> Data section:
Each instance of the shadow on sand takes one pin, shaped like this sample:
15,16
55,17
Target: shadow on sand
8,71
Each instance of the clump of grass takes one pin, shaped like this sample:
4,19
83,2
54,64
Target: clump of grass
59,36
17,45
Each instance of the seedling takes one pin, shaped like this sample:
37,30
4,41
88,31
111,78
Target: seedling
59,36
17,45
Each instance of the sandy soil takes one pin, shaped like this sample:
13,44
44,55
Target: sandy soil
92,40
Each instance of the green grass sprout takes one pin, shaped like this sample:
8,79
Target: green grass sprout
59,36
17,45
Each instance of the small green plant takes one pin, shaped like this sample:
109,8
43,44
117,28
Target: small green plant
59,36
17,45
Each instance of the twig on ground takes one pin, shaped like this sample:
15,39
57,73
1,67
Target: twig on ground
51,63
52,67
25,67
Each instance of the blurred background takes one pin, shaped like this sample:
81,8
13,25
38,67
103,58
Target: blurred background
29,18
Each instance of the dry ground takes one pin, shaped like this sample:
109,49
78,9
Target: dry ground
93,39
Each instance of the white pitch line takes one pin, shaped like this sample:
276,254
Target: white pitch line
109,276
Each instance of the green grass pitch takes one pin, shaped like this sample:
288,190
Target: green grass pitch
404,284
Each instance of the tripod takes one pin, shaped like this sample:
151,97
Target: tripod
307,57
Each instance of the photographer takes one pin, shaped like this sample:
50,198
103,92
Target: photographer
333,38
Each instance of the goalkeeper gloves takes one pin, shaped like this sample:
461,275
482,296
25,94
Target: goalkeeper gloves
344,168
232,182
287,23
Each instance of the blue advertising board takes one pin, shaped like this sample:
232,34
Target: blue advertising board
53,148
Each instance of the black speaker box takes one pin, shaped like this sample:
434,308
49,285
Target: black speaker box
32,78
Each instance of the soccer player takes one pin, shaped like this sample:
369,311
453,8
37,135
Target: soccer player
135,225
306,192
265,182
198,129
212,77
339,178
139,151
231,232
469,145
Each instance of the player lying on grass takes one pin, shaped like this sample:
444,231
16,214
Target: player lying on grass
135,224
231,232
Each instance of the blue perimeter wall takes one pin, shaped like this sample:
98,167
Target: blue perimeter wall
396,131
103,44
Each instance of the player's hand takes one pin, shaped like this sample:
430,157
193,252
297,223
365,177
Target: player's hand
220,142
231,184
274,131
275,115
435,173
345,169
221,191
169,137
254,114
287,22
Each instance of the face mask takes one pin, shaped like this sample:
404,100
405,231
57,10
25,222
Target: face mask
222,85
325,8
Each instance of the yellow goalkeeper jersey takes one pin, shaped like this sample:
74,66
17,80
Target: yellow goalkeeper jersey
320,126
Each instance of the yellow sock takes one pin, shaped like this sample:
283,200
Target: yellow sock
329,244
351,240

> Written problem:
Copy all of the data. Keep every word exactly as it is.

> Complete response:
Each instance of the shadow on sand takes one pin, shaped like this sample:
15,16
55,17
Target: shadow on sand
8,71
Each instance of the clump of grass takes one pin, shaped like this sample:
4,19
83,2
54,64
Target: clump of grass
59,36
17,45
Each instance of the seedling takes one pin, shaped like this sample:
37,30
4,41
88,31
111,78
Target: seedling
59,36
17,45
Each instance of the sandy soil takes one pin, shaped like this sample:
13,44
44,55
Target: sandy soil
92,40
Each instance of the green grass sprout takes one pin, shaped like this sample:
8,79
Target: green grass sprout
59,36
17,45
Each instance of the small green plant takes one pin, shaped like this sample:
109,8
43,44
117,28
Target: small green plant
59,36
17,45
Each instance of the twig on ground takes one pin, shaped like this sample:
15,39
57,73
1,67
Target: twig on ground
51,63
52,67
25,67
Each instance of the blurred background takes one pin, shaped like this sample:
81,8
13,25
38,67
103,58
Target: blurred background
29,18
Each instance of the dry ground takes one pin, shaped like this sample:
109,49
78,9
Target: dry ground
93,39
Each instance of the white pitch line takes one pin, shaped like this sample:
276,254
Target: white pitch line
109,276
Each instance of the green grass pitch takes one pin, shaped like this sample:
288,190
Target: green grass pitch
404,284
Each instance of the tripod takes one pin, shaped like this sample:
151,97
Target: tripod
307,57
Each instance of the photographer takes one pin, shaped like this sample:
50,198
103,92
Target: photographer
333,38
Each instance of the goalkeeper gloves takes one pin, shaped like this sample:
461,275
482,296
25,94
Target: goalkeeper gloves
344,168
232,182
287,23
Each instance of the blue advertising board takes one pin, shaped like this sample:
232,34
Target: blue advertising board
53,148
Each instance of the black speaker box takes one pin, shaped like this sample:
434,308
49,285
Target: black speaker box
32,78
Each instance of the soccer player takes one pin, shaped like this sample:
369,311
453,8
37,135
Target: soccer player
135,225
306,192
265,182
198,129
212,77
339,178
139,151
231,232
469,145
Each instance of the player lying on grass takes one pin, shaped like this sample:
444,231
16,214
Target: player lying on grass
135,224
231,232
Each instance of the blue perimeter wall takes one pin, shaped like this sample:
98,167
Target: blue perimeter wall
396,131
103,44
Each instance of the player's hand takes one pin, shaped like this sample:
430,157
193,252
297,223
365,177
Target: player's hand
220,142
231,184
274,131
275,115
435,173
345,169
221,191
169,137
254,114
287,22
Each instance of the face mask takes one pin, shaped like this sample:
404,100
405,231
57,10
25,222
Target: face mask
222,85
325,8
Each instance of the yellow goalkeeper jersey takes one pin, shaped like this sample:
74,66
17,80
Target: yellow goalkeeper jersey
320,126
Each instance of the yellow sock takes one pin, shaped like this sample:
283,200
Target: yellow sock
329,244
351,240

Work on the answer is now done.